## [Exercise brief]
Please reproduce the lines below without any change, from the line with "Audit checkpoint: the snow" to the line with "152 109 168 127", with both of those lines included.

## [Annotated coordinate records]
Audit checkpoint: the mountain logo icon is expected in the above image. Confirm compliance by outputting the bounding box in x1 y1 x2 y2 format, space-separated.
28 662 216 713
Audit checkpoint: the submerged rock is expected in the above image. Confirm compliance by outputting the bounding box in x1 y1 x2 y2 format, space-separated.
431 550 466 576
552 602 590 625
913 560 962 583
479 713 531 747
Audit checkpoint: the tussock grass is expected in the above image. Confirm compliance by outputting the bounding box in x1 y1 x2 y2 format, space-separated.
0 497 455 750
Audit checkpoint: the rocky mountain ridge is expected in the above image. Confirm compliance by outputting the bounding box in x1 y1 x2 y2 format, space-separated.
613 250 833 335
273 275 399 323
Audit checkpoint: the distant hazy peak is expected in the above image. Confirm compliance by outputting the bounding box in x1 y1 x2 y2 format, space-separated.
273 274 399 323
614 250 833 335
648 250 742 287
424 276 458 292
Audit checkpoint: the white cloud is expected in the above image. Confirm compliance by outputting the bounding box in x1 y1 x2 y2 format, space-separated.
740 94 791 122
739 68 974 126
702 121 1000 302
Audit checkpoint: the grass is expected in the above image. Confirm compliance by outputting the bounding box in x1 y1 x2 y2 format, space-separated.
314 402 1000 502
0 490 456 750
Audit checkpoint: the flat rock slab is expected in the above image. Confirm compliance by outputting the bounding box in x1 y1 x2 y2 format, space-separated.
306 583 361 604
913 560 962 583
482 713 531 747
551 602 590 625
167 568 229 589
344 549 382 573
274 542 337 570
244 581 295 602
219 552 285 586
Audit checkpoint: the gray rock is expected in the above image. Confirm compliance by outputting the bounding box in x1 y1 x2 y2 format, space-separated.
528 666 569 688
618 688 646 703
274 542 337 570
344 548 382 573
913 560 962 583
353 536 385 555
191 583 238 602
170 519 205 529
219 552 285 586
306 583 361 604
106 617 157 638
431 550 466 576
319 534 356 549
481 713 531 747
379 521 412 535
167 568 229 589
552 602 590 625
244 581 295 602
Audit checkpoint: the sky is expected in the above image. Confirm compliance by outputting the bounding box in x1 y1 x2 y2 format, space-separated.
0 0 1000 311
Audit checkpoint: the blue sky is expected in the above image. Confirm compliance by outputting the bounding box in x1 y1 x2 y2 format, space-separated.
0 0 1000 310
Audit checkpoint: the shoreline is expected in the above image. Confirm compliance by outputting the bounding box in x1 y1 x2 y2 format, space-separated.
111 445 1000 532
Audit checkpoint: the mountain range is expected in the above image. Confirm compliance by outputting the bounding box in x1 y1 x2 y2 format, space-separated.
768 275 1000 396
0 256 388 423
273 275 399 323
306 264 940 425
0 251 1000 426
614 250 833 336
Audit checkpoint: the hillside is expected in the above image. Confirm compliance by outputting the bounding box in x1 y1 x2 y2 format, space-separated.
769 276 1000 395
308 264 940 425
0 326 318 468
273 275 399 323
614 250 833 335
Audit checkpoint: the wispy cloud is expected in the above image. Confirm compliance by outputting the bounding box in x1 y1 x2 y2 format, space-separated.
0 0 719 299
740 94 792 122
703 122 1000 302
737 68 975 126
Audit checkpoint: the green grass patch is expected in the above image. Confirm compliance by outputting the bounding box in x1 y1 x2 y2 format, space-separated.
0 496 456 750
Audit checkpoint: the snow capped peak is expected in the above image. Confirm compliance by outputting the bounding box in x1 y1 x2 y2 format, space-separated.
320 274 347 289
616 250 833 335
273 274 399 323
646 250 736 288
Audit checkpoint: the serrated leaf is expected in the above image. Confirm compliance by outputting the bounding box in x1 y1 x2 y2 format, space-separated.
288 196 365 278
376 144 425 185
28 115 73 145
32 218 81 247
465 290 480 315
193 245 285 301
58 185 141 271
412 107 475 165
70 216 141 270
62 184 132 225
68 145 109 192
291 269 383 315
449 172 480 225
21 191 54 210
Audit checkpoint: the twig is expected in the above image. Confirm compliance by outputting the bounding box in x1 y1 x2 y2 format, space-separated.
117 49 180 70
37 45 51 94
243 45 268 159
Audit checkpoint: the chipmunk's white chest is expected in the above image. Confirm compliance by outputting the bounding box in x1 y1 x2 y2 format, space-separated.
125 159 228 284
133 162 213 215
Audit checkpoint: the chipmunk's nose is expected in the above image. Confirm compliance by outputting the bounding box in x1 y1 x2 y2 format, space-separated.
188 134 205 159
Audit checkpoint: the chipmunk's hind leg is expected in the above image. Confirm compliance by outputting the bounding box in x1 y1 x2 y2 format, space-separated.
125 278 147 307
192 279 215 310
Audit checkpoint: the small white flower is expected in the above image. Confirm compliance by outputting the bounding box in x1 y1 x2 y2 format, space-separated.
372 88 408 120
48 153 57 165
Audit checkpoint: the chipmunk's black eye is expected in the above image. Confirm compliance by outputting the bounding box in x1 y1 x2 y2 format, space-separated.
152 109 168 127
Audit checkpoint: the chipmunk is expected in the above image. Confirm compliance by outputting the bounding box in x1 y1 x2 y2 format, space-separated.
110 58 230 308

## [Problem solution]
Audit checkpoint: the snow capped peak is expected in the above image. Confirm compliance by outputting the bounding box in x1 y1 x2 y2 format, space-separated.
320 274 347 289
616 250 833 335
273 274 399 323
646 250 736 288
Audit checkpoint: the serrated leaf is expected in the above image. Confirm compliance by outputting the bounding box in x1 y1 x2 y2 format, space-separated.
288 196 365 278
376 144 425 185
28 115 73 145
32 218 81 247
465 290 480 315
193 245 285 301
58 185 141 271
412 107 475 165
70 216 141 270
62 184 132 225
68 145 109 192
291 269 383 315
449 172 480 225
21 191 54 210
Audit checkpoint: the twig is expected in the above image. Confirm compliance by outputting the bounding box in x1 y1 x2 y2 format, space-separated.
117 49 180 70
37 45 51 94
243 45 268 159
Audit checkpoint: the chipmunk's white chest is expected in the above image. Confirm compliance by outputting the bounding box in x1 y1 x2 y2 format, space-separated.
125 159 228 284
133 162 213 215
Audit checkpoint: the chipmunk's nose is expected in the above image. Confirm compliance by outputting the bounding box in x1 y1 x2 y2 format, space-separated.
188 134 205 159
Audit checkpoint: the chipmunk's hind leg is expected in the above image. Confirm compliance by outputting the bounding box in x1 y1 x2 y2 format, space-separated.
125 278 147 307
192 279 215 310
Audit checkpoint: the small white flower is expected in the above image. Confirm compliance by outputting the bounding box in x1 y1 x2 y2 format, space-separated.
372 88 408 120
48 153 57 165
Audit checkpoint: the chipmunk's black eye is expected in the above image. Confirm compliance by outputting the bounding box in x1 y1 x2 y2 format, space-separated.
152 109 168 127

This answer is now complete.